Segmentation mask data
◆ ◆ ◆
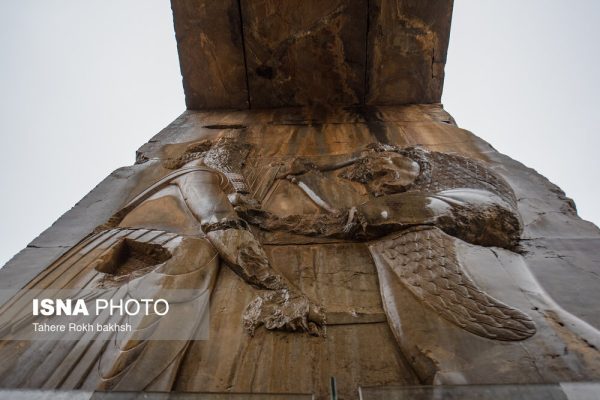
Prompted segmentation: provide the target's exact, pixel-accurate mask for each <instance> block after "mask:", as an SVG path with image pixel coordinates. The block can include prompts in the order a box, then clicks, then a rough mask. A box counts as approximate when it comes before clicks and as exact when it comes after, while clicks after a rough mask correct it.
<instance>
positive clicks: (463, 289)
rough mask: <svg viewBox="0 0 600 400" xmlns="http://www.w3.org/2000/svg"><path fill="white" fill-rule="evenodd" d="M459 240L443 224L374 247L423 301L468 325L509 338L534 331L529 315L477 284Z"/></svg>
mask: <svg viewBox="0 0 600 400" xmlns="http://www.w3.org/2000/svg"><path fill="white" fill-rule="evenodd" d="M455 240H456V239H454V238H453V237H451V236H448V235H446V234H445V233H444V232H442V231H441V230H440V229H438V228H435V227H417V228H413V229H410V230H408V231H405V232H403V233H402V234H400V235H399V236H395V237H393V238H389V239H384V240H381V241H379V242H376V243H374V244H372V245H370V248H371V251H373V252H376V254H377V255H378V257H376V258H379V260H378V262H381V261H383V262H385V263H387V264H388V266H389V267H390V268H391V270H392V271H393V272H394V274H395V275H396V276H397V277H398V278H400V281H401V282H402V283H403V284H404V286H405V287H406V288H407V289H408V290H409V291H410V292H411V293H412V294H413V295H414V296H415V297H416V298H417V299H418V300H420V301H421V302H423V303H424V304H425V305H427V306H428V307H430V308H431V309H433V310H434V311H435V312H436V313H437V314H438V315H440V316H441V317H443V318H444V319H446V320H448V321H450V322H452V323H453V324H455V325H457V326H459V327H461V328H462V329H465V330H467V331H469V332H471V333H474V334H476V335H479V336H483V337H485V338H489V339H496V340H506V341H512V340H523V339H526V338H528V337H530V336H531V335H533V334H534V333H535V331H536V329H535V325H534V323H533V321H532V320H531V318H530V317H529V316H528V315H526V314H524V313H523V312H521V311H519V310H517V309H515V308H512V307H510V306H508V305H506V304H503V303H502V302H500V301H498V300H496V299H494V298H493V297H491V296H489V295H487V294H486V293H484V292H483V291H482V290H481V289H479V288H478V287H477V285H476V283H475V282H474V281H473V280H472V279H471V278H470V277H469V276H468V274H467V272H466V271H465V270H464V269H463V267H462V265H461V264H460V261H459V260H458V258H457V256H456V253H455V250H454V247H455Z"/></svg>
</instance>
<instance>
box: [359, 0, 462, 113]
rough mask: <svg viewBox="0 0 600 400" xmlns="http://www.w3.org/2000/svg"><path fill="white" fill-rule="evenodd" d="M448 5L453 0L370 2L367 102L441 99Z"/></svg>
mask: <svg viewBox="0 0 600 400" xmlns="http://www.w3.org/2000/svg"><path fill="white" fill-rule="evenodd" d="M452 5H453V1H452V0H448V1H446V0H444V1H437V0H425V1H422V0H373V1H370V2H369V37H368V41H367V43H368V45H367V49H368V56H367V59H368V62H367V88H368V89H367V96H366V103H367V104H406V103H435V102H439V101H440V99H441V96H442V87H443V83H444V65H445V63H446V51H447V49H448V38H449V37H450V20H451V16H452Z"/></svg>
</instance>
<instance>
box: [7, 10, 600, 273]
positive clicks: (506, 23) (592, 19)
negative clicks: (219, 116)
mask: <svg viewBox="0 0 600 400" xmlns="http://www.w3.org/2000/svg"><path fill="white" fill-rule="evenodd" d="M598 21H600V1H597V0H576V1H568V0H560V1H559V0H508V1H507V0H503V1H500V0H455V6H454V17H453V23H452V33H451V38H450V49H449V53H448V63H447V66H446V83H445V89H444V96H443V102H444V104H445V106H446V109H447V110H448V111H449V112H450V113H451V114H452V115H454V117H455V118H456V120H457V122H458V123H459V125H460V126H461V127H463V128H466V129H469V130H471V131H473V132H475V133H476V134H477V135H479V136H481V137H483V138H484V139H486V140H487V141H489V142H490V143H491V144H492V145H493V146H494V147H495V148H496V149H498V150H499V151H501V152H503V153H506V154H508V155H510V156H511V157H513V158H516V159H518V160H520V161H522V162H524V163H525V164H527V165H528V166H530V167H533V168H535V169H537V170H538V171H539V172H540V173H542V174H543V175H545V176H546V177H548V178H549V179H550V180H552V181H553V182H554V183H556V184H558V185H559V186H560V187H562V188H563V190H565V191H566V193H567V195H568V196H571V197H573V198H574V199H575V201H576V203H577V206H578V208H579V211H580V215H581V216H582V217H584V218H585V219H588V220H591V221H593V222H595V223H599V222H600V202H599V201H598V200H597V199H598V196H599V195H600V189H598V186H597V183H598V182H600V161H599V159H600V157H599V156H598V150H597V149H598V148H599V145H600V138H599V137H598V128H597V123H596V117H595V116H596V114H598V109H599V108H600V107H599V106H600V100H599V99H598V93H599V92H600V78H599V77H598V72H597V71H598V63H599V60H600V58H599V55H598V49H599V48H600V46H599V45H598V41H599V39H600V23H598ZM0 52H1V53H0V54H1V55H0V89H1V90H0V135H1V139H2V149H3V157H2V158H0V167H1V169H2V173H1V174H0V187H1V188H2V189H1V190H2V197H1V198H0V218H1V223H0V239H1V240H0V265H3V264H4V263H5V262H6V261H8V259H10V257H12V256H13V255H14V254H15V253H17V252H18V251H19V250H20V249H22V248H23V247H25V246H26V245H27V243H28V242H30V241H31V240H32V239H33V238H34V237H35V236H37V235H38V234H39V233H41V232H42V231H43V230H44V229H45V228H47V227H48V226H50V225H51V224H52V222H54V221H55V220H56V219H57V218H58V217H59V216H60V215H62V214H63V213H64V212H65V211H67V210H68V209H69V208H70V207H72V206H73V205H74V204H75V203H76V202H77V201H78V200H79V199H81V198H82V197H83V196H84V195H85V194H86V193H87V192H89V191H90V190H91V189H92V188H93V187H94V186H95V185H96V184H97V183H99V182H100V181H101V180H102V179H103V178H104V177H105V176H106V175H108V174H109V173H110V172H111V171H113V170H114V169H116V168H118V167H120V166H123V165H129V164H132V163H133V162H134V155H135V150H136V149H137V148H138V147H139V146H140V145H141V144H143V143H144V142H146V141H147V140H148V139H149V138H150V137H151V136H153V135H154V134H155V133H157V132H158V131H159V130H160V129H162V128H163V127H164V126H166V125H167V124H169V123H170V122H171V121H172V120H173V119H175V118H176V117H177V116H178V115H179V114H180V113H181V112H182V111H183V110H184V108H185V105H184V100H183V92H182V89H181V75H180V72H179V66H178V60H177V49H176V43H175V37H174V33H173V22H172V14H171V10H170V5H169V1H167V0H18V1H9V0H0Z"/></svg>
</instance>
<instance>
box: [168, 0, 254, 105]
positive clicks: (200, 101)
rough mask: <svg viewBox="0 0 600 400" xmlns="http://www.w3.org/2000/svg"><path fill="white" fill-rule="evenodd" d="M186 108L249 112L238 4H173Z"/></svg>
mask: <svg viewBox="0 0 600 400" xmlns="http://www.w3.org/2000/svg"><path fill="white" fill-rule="evenodd" d="M171 7H172V8H173V19H174V22H175V35H176V37H177V49H178V51H179V63H180V67H181V74H182V75H183V89H184V92H185V101H186V105H187V108H190V109H211V108H247V107H248V91H247V86H246V71H245V65H244V49H243V44H242V41H243V39H242V27H241V21H240V10H239V7H238V1H237V0H219V1H210V0H207V1H204V0H201V1H199V0H172V1H171Z"/></svg>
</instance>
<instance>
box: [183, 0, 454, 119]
mask: <svg viewBox="0 0 600 400" xmlns="http://www.w3.org/2000/svg"><path fill="white" fill-rule="evenodd" d="M171 3H172V7H173V14H174V19H175V31H176V34H177V42H178V43H177V44H178V49H179V58H180V61H181V71H182V75H183V83H184V89H185V94H186V104H187V106H188V109H196V110H204V109H214V108H249V107H251V108H270V107H287V106H304V105H311V104H319V105H321V106H324V107H332V106H337V105H341V106H352V105H364V104H369V105H397V104H409V103H437V102H439V101H440V99H441V93H442V84H443V78H444V64H445V62H446V50H447V47H448V38H449V34H450V19H451V13H452V0H421V1H416V0H352V1H351V0H321V1H318V0H309V1H300V0H293V1H292V0H290V1H285V2H278V1H274V0H270V1H262V0H260V1H259V0H241V1H233V0H227V1H223V2H213V1H208V0H172V2H171ZM240 15H241V17H240ZM242 32H243V35H242Z"/></svg>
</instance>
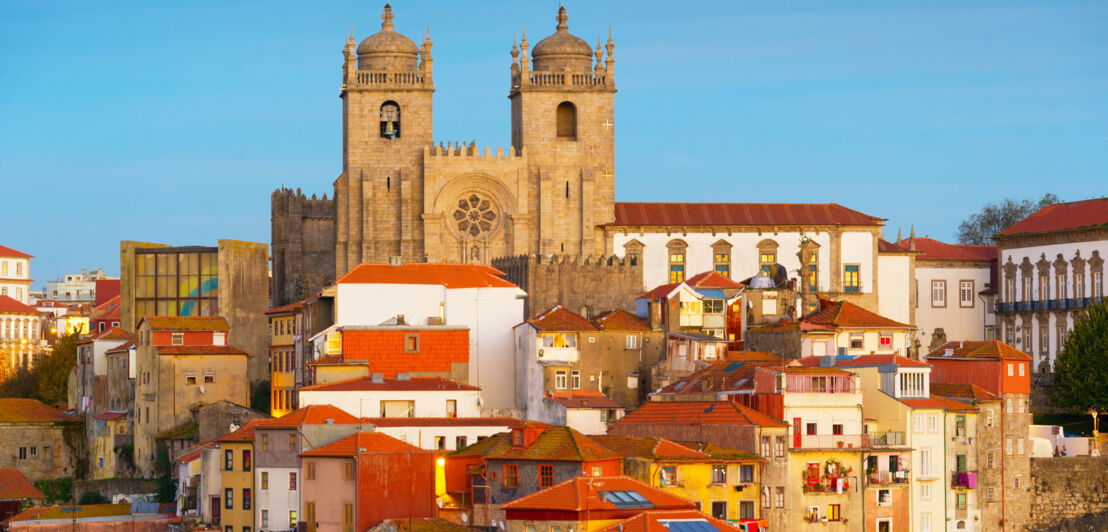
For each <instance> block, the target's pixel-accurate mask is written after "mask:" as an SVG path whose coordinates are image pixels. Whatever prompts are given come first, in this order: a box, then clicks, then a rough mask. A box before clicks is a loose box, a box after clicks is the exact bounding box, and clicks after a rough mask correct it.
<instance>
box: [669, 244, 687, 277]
mask: <svg viewBox="0 0 1108 532" xmlns="http://www.w3.org/2000/svg"><path fill="white" fill-rule="evenodd" d="M666 248H667V249H668V250H669V282H670V283H684V282H685V250H686V249H687V248H688V244H686V243H685V241H679V239H674V241H669V244H667V245H666Z"/></svg>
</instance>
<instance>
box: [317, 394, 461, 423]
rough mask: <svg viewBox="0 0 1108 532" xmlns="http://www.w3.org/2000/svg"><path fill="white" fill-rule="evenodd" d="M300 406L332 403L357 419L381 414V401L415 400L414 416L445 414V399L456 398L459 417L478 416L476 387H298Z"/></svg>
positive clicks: (329, 404)
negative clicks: (428, 388) (384, 390)
mask: <svg viewBox="0 0 1108 532" xmlns="http://www.w3.org/2000/svg"><path fill="white" fill-rule="evenodd" d="M297 393H298V395H299V399H300V408H304V407H307V406H308V405H332V406H335V407H338V408H340V409H342V410H345V411H346V412H347V413H349V415H350V416H353V417H357V418H378V417H380V416H381V401H416V413H414V417H417V418H444V417H447V401H448V400H451V399H453V400H456V401H458V417H459V418H475V417H479V416H481V409H480V407H478V396H479V392H478V391H476V390H434V391H410V390H409V391H317V390H304V389H301V390H299V391H298V392H297Z"/></svg>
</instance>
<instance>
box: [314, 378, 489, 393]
mask: <svg viewBox="0 0 1108 532" xmlns="http://www.w3.org/2000/svg"><path fill="white" fill-rule="evenodd" d="M372 379H373V378H372V377H356V378H353V379H347V380H338V381H335V382H326V383H322V385H312V386H305V387H304V388H300V391H440V390H480V389H481V388H478V387H475V386H470V385H466V383H464V382H459V381H456V380H450V379H445V378H442V377H412V378H410V379H408V380H401V379H381V382H373V380H372Z"/></svg>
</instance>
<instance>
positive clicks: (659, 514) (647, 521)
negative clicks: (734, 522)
mask: <svg viewBox="0 0 1108 532" xmlns="http://www.w3.org/2000/svg"><path fill="white" fill-rule="evenodd" d="M670 521H676V522H680V523H691V522H697V523H704V524H707V525H708V526H710V528H715V529H716V530H717V531H718V532H738V530H739V529H738V528H736V526H735V525H733V524H731V523H730V522H727V521H722V520H719V519H716V518H712V516H710V515H705V514H704V513H700V512H699V511H697V510H649V511H646V512H643V513H639V514H638V515H635V516H634V518H628V519H625V520H623V521H619V522H618V523H615V524H612V525H609V526H607V528H604V529H601V530H598V531H597V532H673V531H671V530H670V529H669V526H668V523H669V522H670ZM697 530H707V529H701V528H698V529H697Z"/></svg>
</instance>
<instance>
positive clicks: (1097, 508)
mask: <svg viewBox="0 0 1108 532" xmlns="http://www.w3.org/2000/svg"><path fill="white" fill-rule="evenodd" d="M1030 461H1032V468H1030V469H1032V473H1030V474H1032V497H1030V520H1029V522H1028V530H1045V529H1048V528H1051V526H1058V525H1064V524H1065V523H1068V522H1071V521H1075V520H1077V519H1079V518H1081V516H1085V515H1086V514H1102V516H1105V515H1104V514H1105V513H1106V512H1108V457H1073V458H1033V459H1032V460H1030ZM1106 518H1108V516H1106ZM1101 521H1102V522H1101V524H1104V525H1108V523H1106V522H1104V521H1108V519H1102V520H1101ZM1059 530H1067V529H1064V528H1063V529H1059ZM1089 530H1106V529H1105V528H1095V529H1089Z"/></svg>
◆ ◆ ◆
→ **INSTRUCTION**:
Write out the stretch of the material from its start through the line containing "240L443 224L374 247L423", switching every "clicks" to "points" and changing nothing else. Leave the pictures out.

→ **REPLY TO THE TASK**:
Prompted segmentation: provide the target's exact, pixel-accurate mask for each <instance> block after "mask:", as an SVG path with image pixel coordinates. The block can include prompts in the order a box, then points, then a rough mask. A box counts as approximate when it comes before points and as exact when it comes after, while points after a rough mask correct it.
<instance>
positive points: (463, 289)
rough mask: <svg viewBox="0 0 600 400" xmlns="http://www.w3.org/2000/svg"><path fill="white" fill-rule="evenodd" d="M459 240L443 224L374 247L423 301L468 325L509 338L534 331L529 315L477 284Z"/></svg>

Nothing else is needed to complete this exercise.